GIVEN TASK:
Lines before the one containing "# test: pointer returns one pin per instance of the front" are left out; copy that line and every later line through the end of the data exactly.

(Image location labeling entries)
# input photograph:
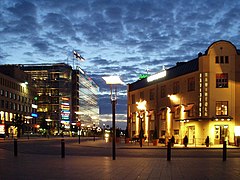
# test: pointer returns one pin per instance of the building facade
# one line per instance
(59, 98)
(86, 99)
(17, 104)
(198, 98)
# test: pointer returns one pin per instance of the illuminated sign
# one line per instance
(65, 109)
(157, 76)
(143, 76)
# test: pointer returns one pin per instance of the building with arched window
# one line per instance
(198, 98)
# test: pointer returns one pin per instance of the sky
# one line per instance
(116, 37)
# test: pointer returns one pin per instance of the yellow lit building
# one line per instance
(198, 98)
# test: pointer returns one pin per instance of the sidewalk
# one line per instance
(37, 166)
(136, 145)
(28, 166)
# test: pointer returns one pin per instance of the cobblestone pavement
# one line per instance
(32, 166)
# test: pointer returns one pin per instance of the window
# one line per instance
(176, 87)
(222, 60)
(163, 115)
(152, 94)
(221, 108)
(133, 99)
(226, 60)
(142, 95)
(222, 80)
(2, 92)
(217, 59)
(163, 91)
(191, 84)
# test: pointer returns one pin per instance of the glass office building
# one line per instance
(64, 96)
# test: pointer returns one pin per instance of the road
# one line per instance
(88, 147)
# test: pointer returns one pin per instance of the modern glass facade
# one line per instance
(53, 83)
(64, 96)
(88, 112)
(17, 104)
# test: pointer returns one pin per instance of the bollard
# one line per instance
(169, 151)
(63, 148)
(15, 147)
(224, 150)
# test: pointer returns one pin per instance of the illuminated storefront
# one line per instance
(16, 100)
(198, 98)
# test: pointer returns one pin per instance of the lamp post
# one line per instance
(113, 81)
(141, 106)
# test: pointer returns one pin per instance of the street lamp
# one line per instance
(113, 81)
(141, 106)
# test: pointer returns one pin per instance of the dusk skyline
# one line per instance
(125, 38)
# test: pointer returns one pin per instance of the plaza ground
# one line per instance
(43, 166)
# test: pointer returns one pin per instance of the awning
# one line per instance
(188, 107)
(173, 109)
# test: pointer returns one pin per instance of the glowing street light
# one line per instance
(113, 81)
(141, 106)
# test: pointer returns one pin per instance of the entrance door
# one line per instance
(191, 134)
(221, 134)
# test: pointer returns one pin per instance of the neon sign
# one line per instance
(157, 76)
(65, 109)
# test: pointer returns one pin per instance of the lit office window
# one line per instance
(222, 80)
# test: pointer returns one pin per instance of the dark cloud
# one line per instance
(24, 8)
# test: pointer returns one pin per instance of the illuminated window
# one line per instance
(221, 108)
(191, 84)
(152, 94)
(226, 60)
(221, 59)
(217, 59)
(176, 87)
(163, 91)
(133, 99)
(142, 95)
(222, 80)
(163, 115)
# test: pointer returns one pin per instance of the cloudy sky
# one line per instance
(116, 37)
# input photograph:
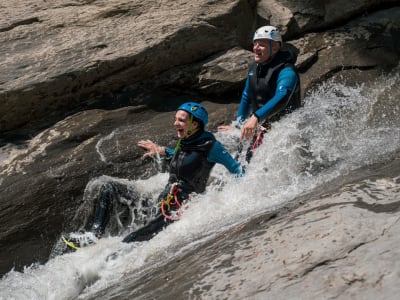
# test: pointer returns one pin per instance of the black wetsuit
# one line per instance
(190, 169)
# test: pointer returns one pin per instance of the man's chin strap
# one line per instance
(189, 133)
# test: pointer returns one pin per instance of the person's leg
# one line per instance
(148, 231)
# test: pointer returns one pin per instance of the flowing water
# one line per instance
(339, 130)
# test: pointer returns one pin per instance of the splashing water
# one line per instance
(339, 129)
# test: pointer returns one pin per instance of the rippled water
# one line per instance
(340, 130)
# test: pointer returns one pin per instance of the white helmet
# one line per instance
(268, 32)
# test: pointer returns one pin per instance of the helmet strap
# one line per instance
(190, 130)
(189, 133)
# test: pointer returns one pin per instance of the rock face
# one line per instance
(79, 75)
(316, 249)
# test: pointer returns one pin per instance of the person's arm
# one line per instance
(286, 83)
(220, 155)
(245, 102)
(244, 108)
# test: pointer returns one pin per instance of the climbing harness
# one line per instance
(260, 136)
(172, 199)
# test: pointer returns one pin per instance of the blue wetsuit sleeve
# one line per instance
(218, 154)
(286, 83)
(169, 152)
(245, 102)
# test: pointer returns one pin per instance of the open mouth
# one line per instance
(180, 131)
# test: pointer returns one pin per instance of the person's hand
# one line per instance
(225, 127)
(152, 148)
(249, 128)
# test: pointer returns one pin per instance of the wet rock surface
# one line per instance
(80, 76)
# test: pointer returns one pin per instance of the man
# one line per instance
(192, 160)
(272, 87)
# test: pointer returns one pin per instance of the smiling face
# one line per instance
(262, 50)
(182, 124)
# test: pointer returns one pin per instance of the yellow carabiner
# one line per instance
(167, 201)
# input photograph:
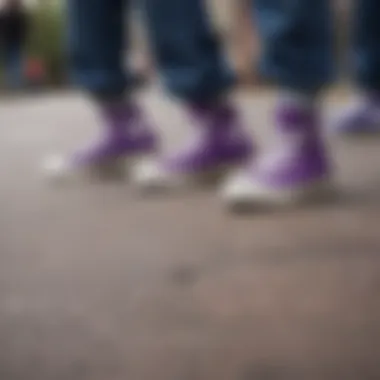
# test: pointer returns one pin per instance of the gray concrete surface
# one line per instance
(98, 285)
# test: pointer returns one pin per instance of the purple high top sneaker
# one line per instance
(296, 170)
(361, 118)
(126, 134)
(219, 142)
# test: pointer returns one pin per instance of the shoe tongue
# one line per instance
(295, 119)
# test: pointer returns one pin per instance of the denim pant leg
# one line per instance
(366, 43)
(298, 43)
(97, 45)
(187, 50)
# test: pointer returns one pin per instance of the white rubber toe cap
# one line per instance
(246, 191)
(56, 168)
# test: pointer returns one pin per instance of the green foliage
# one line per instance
(47, 40)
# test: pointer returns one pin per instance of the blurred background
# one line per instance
(40, 59)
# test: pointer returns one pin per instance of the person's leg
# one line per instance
(298, 48)
(364, 115)
(97, 47)
(190, 60)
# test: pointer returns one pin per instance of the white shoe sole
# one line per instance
(241, 194)
(149, 178)
(57, 170)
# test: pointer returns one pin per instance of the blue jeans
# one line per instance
(186, 48)
(297, 37)
(13, 67)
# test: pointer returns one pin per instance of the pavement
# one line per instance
(98, 284)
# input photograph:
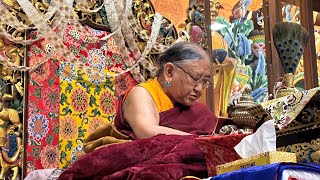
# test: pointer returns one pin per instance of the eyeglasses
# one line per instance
(196, 80)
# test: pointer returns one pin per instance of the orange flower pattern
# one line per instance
(79, 100)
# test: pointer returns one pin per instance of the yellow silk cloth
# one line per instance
(160, 98)
(223, 76)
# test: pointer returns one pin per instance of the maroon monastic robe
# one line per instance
(196, 119)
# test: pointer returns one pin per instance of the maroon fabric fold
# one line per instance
(196, 119)
(162, 157)
(158, 157)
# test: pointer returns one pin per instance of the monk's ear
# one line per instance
(168, 70)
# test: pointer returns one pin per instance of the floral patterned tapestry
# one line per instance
(66, 104)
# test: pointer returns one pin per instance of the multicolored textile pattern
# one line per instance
(68, 103)
(43, 111)
(285, 109)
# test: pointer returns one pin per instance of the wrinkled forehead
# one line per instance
(200, 67)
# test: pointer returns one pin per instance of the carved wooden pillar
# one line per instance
(272, 15)
(309, 56)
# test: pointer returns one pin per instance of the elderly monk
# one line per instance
(162, 118)
(168, 103)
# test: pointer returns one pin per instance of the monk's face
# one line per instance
(189, 81)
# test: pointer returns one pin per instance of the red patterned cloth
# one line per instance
(219, 149)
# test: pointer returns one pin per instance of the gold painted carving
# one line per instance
(306, 152)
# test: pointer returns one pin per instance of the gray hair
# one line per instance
(181, 53)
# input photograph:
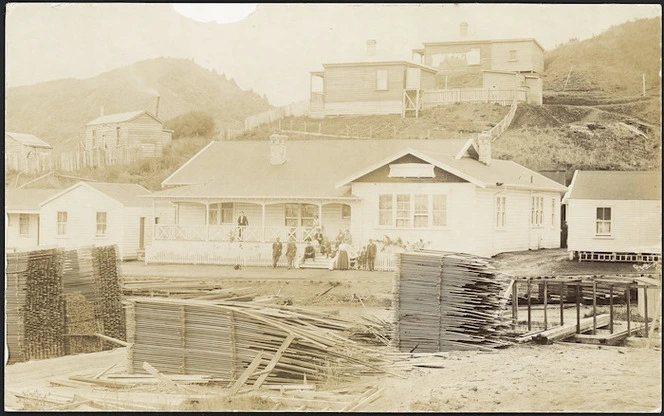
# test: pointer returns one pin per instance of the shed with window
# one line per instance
(614, 215)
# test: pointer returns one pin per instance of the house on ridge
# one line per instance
(449, 194)
(136, 129)
(26, 152)
(615, 216)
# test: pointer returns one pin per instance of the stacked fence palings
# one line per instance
(44, 310)
(222, 338)
(446, 301)
(17, 265)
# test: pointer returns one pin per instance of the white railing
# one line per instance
(297, 109)
(499, 128)
(433, 98)
(229, 232)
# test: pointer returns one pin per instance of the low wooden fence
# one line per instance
(434, 98)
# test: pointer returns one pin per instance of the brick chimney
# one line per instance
(463, 29)
(278, 149)
(371, 48)
(484, 145)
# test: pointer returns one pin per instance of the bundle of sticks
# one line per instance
(449, 301)
(222, 339)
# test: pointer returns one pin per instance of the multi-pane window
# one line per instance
(213, 214)
(62, 223)
(421, 214)
(406, 211)
(24, 224)
(300, 215)
(385, 210)
(536, 211)
(381, 79)
(101, 223)
(603, 221)
(439, 210)
(500, 212)
(403, 211)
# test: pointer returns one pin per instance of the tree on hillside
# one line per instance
(191, 124)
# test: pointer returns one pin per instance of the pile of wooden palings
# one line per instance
(222, 339)
(449, 301)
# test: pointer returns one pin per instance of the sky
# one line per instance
(270, 48)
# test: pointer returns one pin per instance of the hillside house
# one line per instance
(136, 129)
(614, 216)
(373, 84)
(25, 152)
(22, 217)
(92, 213)
(449, 194)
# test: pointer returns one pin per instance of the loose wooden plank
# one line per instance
(273, 362)
(246, 374)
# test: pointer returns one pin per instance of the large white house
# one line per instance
(615, 216)
(447, 194)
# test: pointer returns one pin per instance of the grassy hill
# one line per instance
(610, 63)
(58, 110)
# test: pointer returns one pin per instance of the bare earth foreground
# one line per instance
(558, 377)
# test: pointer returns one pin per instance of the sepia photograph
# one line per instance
(302, 207)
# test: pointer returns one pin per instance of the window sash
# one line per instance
(62, 222)
(24, 225)
(101, 223)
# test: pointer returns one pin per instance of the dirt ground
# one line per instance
(527, 377)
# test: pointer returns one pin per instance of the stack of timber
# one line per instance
(449, 301)
(58, 300)
(232, 341)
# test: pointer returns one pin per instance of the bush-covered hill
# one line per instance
(57, 111)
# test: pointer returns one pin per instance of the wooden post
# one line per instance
(545, 302)
(594, 307)
(578, 307)
(562, 290)
(645, 307)
(515, 304)
(529, 310)
(629, 311)
(611, 309)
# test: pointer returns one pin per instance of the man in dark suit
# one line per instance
(371, 254)
(276, 251)
(242, 223)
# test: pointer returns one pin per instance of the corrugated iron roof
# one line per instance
(26, 200)
(119, 118)
(28, 140)
(615, 185)
(314, 168)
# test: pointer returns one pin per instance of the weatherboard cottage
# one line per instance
(615, 216)
(442, 194)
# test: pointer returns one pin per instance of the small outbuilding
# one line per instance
(615, 216)
(100, 214)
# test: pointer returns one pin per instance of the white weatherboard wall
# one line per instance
(18, 242)
(636, 226)
(460, 234)
(81, 204)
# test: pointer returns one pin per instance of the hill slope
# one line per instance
(57, 111)
(611, 62)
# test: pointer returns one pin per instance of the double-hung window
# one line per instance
(603, 221)
(500, 211)
(62, 223)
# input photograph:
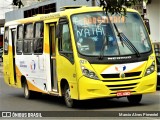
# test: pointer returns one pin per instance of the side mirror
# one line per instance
(58, 31)
(146, 21)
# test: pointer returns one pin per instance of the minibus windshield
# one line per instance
(93, 32)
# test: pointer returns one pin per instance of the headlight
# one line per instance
(150, 69)
(89, 73)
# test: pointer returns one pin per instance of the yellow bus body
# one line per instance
(81, 87)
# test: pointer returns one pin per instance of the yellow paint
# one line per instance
(81, 87)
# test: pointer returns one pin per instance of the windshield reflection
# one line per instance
(91, 30)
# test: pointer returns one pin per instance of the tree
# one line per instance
(116, 6)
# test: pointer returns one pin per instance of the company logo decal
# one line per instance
(33, 65)
(120, 68)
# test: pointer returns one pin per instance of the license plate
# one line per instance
(123, 93)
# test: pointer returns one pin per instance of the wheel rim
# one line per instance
(68, 99)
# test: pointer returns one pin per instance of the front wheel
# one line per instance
(134, 99)
(67, 97)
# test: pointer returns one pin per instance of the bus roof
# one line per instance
(67, 11)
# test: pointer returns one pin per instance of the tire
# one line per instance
(28, 94)
(134, 99)
(67, 97)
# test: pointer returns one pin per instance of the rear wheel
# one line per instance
(28, 94)
(67, 97)
(134, 99)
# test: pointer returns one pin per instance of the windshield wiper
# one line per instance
(126, 41)
(105, 42)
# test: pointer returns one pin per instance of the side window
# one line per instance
(38, 38)
(28, 38)
(6, 40)
(65, 44)
(19, 42)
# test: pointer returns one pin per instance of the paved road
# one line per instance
(11, 99)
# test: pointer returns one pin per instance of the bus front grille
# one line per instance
(117, 75)
(122, 86)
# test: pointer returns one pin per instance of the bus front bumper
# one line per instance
(90, 88)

THE REPLY:
# test: pointer returns one pin per instance of the front wheel
# one line per instance
(134, 99)
(67, 97)
# test: pointer returns one pin per instance of the bus roof
# one line per instance
(67, 11)
# test: pointer returns one pin per instance of the tire
# one line per instance
(28, 94)
(134, 99)
(67, 97)
# test: pointer returns one pin per instance of the rear wheel
# one line per instance
(28, 94)
(67, 97)
(134, 99)
# test: pointer returns one pin per instance of the windshield wiper
# one line per instance
(126, 41)
(105, 42)
# test: pointer returns one pin per instance of the side window
# one line per instance
(38, 38)
(28, 38)
(6, 40)
(65, 44)
(19, 42)
# test: pointer returns one pin per instance of the paved road
# one line per instance
(11, 99)
# test: pointer returns one pin per instance of the bus front grille
# one line per instance
(117, 75)
(122, 86)
# test: pointer returns one pin per instance of the bus front bumper
# one line per instance
(90, 88)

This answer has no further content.